_Selected text_
Start of Block
It’s typical to get the night time munchies during a good movie at home or when watching television. It’s also common for college students to munch on pre-packaged foods late into the night. But new research suggests there might be more to night eating, which the Diagnostic and Statistical Manual of Mental Disorders (DSM-5) recognizes as when individuals feel compelled to eat throughout the evening, and often all through the night.
University of North Carolina researcher Cristin Runfola led a study that analyzed the eating and mental health history of 1,636 college students from 10 universities. Through online health questionnaires the research team discovered differences between night eating and binge eating including their symptoms, effects and risks for mental health. Although only 4.2 percent of the study participants were diagnosed with night eating, Runfola believes that this distinctive eating disorder could offer insight into the link between eating disorders and other mental health issues.
Differences Between Night Eating and Binge Eating
While binge eating involves eating a large quantity of food in a short period of time, night eating is more a process of grazing through the evening hours and even throughout the early morning hours when most people are asleep. People diagnosed with night eating have an increased appetite later in the evening, believing that filling their stomachs with food will help them sleep better.
In the study, individuals with night eating disorder tended to have a higher rate of some mental health disorders than those who were only binge eating. Twenty-two of the 67 participants who had night eating disorder also had a binge eating disorder. Individuals with only night eating disorder had a higher rate of having depression and anorexia nervosa. The participants who were taking attention deficit hyperactivity disorder medication also were more likely to have night eating disorder.
End of Block
_Data supplied_
Start of Block
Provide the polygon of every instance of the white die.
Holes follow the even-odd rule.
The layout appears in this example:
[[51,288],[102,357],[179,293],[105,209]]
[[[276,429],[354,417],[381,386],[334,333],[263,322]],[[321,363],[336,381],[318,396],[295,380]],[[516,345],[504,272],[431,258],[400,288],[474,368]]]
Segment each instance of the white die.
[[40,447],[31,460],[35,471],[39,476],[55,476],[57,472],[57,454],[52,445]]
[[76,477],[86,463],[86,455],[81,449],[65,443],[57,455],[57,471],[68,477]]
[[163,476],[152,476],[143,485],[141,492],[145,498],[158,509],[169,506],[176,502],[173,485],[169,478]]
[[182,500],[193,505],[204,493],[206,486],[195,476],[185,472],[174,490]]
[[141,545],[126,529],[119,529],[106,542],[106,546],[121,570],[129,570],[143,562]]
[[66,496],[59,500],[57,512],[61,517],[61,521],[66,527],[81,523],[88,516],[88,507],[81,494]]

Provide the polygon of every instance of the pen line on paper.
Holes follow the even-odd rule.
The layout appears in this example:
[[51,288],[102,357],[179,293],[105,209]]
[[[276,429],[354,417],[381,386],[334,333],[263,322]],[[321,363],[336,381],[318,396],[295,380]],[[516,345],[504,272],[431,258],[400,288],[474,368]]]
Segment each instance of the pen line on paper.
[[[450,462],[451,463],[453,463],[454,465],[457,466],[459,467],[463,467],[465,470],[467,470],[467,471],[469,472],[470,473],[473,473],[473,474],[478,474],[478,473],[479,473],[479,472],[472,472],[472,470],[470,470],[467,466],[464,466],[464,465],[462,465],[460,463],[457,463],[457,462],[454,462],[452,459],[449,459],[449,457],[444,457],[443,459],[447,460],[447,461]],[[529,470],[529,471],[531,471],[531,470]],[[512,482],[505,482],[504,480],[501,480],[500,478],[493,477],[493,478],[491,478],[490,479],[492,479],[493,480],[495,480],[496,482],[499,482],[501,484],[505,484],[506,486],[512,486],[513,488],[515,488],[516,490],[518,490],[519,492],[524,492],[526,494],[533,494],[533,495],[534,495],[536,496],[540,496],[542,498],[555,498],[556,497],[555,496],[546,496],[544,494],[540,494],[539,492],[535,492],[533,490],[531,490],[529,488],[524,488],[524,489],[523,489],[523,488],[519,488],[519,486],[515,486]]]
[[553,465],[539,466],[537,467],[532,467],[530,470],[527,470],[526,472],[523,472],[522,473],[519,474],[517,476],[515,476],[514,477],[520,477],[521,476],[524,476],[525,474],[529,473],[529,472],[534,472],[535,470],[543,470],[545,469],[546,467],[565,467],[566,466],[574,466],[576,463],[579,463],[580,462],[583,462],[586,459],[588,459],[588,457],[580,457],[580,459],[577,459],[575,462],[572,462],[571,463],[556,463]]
End of Block
_Action item_
Resume the article on night eating and binge eating, starting after its last sentence.

_Result below_
Students who were night eating were also more likely than other students to partake in purging their body of food by using laxatives or vomiting, and they were more likely to exercise compulsively. Even though they exercised rigorously and tried to purge their body of the food they had eaten, they were found to have a poorer quality of life than students who didn’t have night eating disorder.
Signs of Night Eating
Parents, spouses and friends can watch for some signs that an individual may have a night eating disorder. Who is at risk of night eating? Individuals who have sleep problems and/or stress problems may be at risk for night eating and may exhibit the following symptoms:
- Frequently waking in the middle of the night to eat, sometimes multiple times a night
- Frequent fluctuations in weight loss and gain.
Even if some family and friends do not notice these signs, they may notice that frequently food that was in the refrigerator at night is missing in the morning.
While night eating may not be a common eating disorder, Runfola and her team believes it’s an eating disorder that should be monitored. Because it may resemble typical night time snacking by teens or young adults, it also may be overlooked.
More research on night eating may offer greater insight into its relationship with other mental health disorders, and could reduce the risks.